Consegne dell esercizio:
A. Risponda alle domande seguenti sul testo relativo alla condanna dell'Unione Europea per un processo troppo lungo.
(i) Quale articolo del TFUE viene indicato a proposito della responsabilità extracontrattuale dell'Unione Europea?
(ii) In quale composizione si è pronunciato il Tribunale UE nel condannare l'Unione Europea?
(iii) Da quale istituzione era stata imposta la decisione impugnata in precedenza dalle società ricorrenti?
B. Riporti fedelmente il passo del testo sulla condanna dell'Unione Europea per un processo troppo lungo, a partire da "Sommario: 1) Premessa; 2)" e fino a "dalla Commissione europea.".

L´Unione Europea è stata condannata dal Tribunale UE per un processo troppo lungo. Quali gli effetti ad essa conseguenti?


Sommario: 1) Premessa; 2) La responsabilità extracontrattuale dell’Unione Europea ai sensi dell’art. 340 TFUE: una breve analisi; 3) La portata dell’art. 47 della Carta dei Diritti fondamentali dell’UE e l’art. 6 CEDU; 4) Conclusioni.

1) Premessa

Il Tribunale Ue, per la prima volta, nella sua composizione allargata, ha condannato l’Unione Europea a causa della durata eccessiva di un procedimento giurisdizionale svoltosi in passato dinanzi al Tribunale. Con sentenza depositata il 10 gennaio (T-577/14T-577:14). Il Tribunale ha accolto il ricorso di due società le quali, in precedenza, avevano impugnato una decisione per violazione della normativa Antitrust imposta dalla Commissione europea.

Materiale fornito:
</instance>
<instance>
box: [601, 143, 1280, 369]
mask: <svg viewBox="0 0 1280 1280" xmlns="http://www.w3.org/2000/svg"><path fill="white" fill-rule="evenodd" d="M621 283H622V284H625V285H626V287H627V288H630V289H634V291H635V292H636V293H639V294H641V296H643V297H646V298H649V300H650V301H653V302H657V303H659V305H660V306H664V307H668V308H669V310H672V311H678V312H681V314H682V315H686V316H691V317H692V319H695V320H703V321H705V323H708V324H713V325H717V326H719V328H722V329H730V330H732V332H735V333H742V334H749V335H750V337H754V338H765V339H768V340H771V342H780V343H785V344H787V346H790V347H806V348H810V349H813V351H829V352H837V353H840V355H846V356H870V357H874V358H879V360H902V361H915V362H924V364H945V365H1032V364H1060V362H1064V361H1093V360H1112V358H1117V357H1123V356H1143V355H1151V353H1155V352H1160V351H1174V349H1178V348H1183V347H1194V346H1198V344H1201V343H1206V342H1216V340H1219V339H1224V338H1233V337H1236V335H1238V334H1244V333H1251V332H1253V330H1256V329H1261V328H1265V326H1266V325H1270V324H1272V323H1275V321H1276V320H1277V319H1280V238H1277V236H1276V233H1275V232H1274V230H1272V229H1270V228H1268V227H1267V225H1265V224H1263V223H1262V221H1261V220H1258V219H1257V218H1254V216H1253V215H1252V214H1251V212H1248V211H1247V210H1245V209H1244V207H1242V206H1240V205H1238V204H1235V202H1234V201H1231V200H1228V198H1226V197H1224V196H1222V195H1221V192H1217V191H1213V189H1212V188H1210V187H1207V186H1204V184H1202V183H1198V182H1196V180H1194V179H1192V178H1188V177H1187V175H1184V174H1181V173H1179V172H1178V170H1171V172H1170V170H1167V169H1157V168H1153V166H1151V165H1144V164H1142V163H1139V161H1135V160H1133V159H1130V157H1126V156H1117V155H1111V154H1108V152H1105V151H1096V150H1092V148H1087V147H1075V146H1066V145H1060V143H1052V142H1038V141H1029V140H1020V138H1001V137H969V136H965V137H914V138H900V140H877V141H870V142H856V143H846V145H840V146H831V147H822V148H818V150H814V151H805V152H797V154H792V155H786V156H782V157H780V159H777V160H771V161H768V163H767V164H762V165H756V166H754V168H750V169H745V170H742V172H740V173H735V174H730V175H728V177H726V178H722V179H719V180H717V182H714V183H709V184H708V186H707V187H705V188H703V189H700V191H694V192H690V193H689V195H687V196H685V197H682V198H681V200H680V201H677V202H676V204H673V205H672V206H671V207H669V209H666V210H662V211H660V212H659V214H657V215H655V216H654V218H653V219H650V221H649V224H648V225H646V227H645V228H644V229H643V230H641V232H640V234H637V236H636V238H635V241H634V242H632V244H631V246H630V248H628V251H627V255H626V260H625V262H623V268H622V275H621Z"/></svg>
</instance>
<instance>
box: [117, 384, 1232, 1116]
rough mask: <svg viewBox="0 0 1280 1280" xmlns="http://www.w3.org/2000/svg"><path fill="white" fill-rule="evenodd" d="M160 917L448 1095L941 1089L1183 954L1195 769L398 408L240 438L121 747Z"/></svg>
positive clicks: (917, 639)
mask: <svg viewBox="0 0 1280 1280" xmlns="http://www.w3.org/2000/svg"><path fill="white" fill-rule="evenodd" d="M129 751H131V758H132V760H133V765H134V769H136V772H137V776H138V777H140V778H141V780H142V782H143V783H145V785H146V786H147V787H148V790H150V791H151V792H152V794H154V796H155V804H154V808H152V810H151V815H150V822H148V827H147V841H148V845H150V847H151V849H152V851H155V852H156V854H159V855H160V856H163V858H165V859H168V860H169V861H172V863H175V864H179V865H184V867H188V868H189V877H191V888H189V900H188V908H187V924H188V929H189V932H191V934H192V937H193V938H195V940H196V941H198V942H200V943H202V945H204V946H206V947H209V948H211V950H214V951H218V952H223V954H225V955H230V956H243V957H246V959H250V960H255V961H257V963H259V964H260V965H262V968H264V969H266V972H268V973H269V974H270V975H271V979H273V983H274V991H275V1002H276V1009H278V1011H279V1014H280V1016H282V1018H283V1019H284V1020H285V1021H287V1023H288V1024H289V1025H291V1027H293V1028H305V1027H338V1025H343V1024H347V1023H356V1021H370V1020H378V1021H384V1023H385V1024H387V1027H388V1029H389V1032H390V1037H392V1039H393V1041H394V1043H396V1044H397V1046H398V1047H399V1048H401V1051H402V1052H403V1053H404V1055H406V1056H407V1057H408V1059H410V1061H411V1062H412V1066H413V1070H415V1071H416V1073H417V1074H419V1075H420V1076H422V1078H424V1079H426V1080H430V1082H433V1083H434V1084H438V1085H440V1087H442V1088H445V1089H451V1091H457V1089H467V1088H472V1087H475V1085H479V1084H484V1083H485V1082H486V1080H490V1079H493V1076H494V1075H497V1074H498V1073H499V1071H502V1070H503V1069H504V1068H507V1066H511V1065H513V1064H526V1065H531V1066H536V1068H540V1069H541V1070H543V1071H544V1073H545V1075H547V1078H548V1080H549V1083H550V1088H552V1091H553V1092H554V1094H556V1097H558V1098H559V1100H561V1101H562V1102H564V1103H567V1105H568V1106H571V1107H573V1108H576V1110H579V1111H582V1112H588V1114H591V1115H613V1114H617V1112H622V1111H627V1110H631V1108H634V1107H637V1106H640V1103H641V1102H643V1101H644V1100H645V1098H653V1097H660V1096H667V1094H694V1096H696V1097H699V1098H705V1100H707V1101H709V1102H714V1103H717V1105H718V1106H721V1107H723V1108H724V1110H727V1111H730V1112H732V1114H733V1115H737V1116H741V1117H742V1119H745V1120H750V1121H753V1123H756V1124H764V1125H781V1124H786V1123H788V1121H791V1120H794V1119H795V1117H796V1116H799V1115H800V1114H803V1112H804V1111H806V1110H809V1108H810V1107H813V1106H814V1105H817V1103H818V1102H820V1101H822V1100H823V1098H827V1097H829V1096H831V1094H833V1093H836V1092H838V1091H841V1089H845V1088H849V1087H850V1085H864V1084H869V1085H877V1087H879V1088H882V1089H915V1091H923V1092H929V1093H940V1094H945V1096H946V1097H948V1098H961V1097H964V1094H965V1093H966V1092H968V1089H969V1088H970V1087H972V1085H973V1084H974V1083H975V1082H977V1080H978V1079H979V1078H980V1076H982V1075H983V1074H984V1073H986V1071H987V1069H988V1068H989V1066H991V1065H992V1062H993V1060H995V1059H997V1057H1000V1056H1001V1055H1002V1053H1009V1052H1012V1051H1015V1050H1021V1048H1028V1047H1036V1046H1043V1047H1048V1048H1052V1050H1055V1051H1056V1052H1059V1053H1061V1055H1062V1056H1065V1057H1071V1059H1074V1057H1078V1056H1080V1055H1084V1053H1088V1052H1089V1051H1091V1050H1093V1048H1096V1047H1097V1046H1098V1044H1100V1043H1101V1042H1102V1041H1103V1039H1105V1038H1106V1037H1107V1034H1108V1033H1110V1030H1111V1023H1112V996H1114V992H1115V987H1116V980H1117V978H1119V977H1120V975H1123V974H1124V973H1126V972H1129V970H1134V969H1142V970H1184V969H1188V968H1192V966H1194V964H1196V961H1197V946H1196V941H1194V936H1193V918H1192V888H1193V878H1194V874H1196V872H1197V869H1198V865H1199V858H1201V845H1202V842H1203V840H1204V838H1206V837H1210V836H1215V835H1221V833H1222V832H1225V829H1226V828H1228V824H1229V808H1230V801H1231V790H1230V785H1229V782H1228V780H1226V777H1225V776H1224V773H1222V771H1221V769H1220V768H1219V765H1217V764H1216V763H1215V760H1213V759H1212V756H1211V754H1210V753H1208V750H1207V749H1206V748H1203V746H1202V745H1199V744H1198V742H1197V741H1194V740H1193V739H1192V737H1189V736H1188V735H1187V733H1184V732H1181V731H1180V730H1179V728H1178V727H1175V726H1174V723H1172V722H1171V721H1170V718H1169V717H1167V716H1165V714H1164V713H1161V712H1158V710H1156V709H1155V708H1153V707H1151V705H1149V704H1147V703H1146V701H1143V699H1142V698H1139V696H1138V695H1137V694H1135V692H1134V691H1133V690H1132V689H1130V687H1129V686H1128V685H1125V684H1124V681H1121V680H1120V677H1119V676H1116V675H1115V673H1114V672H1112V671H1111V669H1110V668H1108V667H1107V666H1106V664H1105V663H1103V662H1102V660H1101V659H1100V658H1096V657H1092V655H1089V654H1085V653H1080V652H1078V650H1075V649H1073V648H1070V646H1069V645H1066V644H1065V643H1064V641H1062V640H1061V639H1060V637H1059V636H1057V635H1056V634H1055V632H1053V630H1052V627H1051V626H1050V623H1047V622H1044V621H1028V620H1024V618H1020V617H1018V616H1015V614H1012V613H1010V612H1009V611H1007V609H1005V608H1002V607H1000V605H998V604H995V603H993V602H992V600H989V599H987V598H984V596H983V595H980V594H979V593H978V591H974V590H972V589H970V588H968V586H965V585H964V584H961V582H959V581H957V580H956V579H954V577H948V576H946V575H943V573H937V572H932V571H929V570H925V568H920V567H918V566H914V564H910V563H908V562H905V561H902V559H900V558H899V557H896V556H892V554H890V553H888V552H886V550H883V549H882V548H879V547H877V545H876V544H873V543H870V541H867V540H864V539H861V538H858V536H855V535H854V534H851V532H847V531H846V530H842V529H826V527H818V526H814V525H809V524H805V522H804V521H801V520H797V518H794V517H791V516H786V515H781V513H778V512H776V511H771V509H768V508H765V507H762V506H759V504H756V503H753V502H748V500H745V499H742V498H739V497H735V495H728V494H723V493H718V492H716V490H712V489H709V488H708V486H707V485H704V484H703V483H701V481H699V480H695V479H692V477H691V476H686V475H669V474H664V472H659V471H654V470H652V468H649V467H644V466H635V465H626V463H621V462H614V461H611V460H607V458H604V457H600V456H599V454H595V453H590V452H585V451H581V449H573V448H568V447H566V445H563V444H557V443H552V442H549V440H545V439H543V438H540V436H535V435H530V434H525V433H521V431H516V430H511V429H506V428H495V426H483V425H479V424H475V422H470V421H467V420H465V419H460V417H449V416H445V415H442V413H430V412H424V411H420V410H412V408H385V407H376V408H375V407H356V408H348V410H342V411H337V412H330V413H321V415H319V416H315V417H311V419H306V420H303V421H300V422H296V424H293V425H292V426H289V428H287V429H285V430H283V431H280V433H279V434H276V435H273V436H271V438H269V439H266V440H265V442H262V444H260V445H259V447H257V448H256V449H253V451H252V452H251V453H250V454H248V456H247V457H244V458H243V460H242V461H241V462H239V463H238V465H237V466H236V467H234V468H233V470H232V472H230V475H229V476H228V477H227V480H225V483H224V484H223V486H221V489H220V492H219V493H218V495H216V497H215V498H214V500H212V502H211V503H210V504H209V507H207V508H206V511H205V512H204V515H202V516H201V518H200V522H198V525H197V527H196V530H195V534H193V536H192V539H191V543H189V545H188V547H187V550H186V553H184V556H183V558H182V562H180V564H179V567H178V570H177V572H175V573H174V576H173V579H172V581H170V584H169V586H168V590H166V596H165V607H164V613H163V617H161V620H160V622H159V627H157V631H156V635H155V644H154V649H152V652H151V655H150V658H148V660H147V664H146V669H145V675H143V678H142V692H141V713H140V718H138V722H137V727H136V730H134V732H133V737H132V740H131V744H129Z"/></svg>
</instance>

Soluzioni dell esercizio:
A.
(i) L'art. 340 TFUE.
(ii) Nella sua composizione allargata.
(iii) Dalla Commissione europea.

B.
Sommario: 1) Premessa; 2) La responsabilità extracontrattuale dell’Unione Europea ai sensi dell’art. 340 TFUE: una breve analisi; 3) La portata dell’art. 47 della Carta dei Diritti fondamentali dell’UE e l’art. 6 CEDU; 4) Conclusioni.

1) Premessa

Il Tribunale Ue, per la prima volta, nella sua composizione allargata, ha condannato l’Unione Europea a causa della durata eccessiva di un procedimento giurisdizionale svoltosi in passato dinanzi al Tribunale. Con sentenza depositata il 10 gennaio (T-577/14T-577:14). Il Tribunale ha accolto il ricorso di due società le quali, in precedenza, avevano impugnato una decisione per violazione della normativa Antitrust imposta dalla Commissione europea.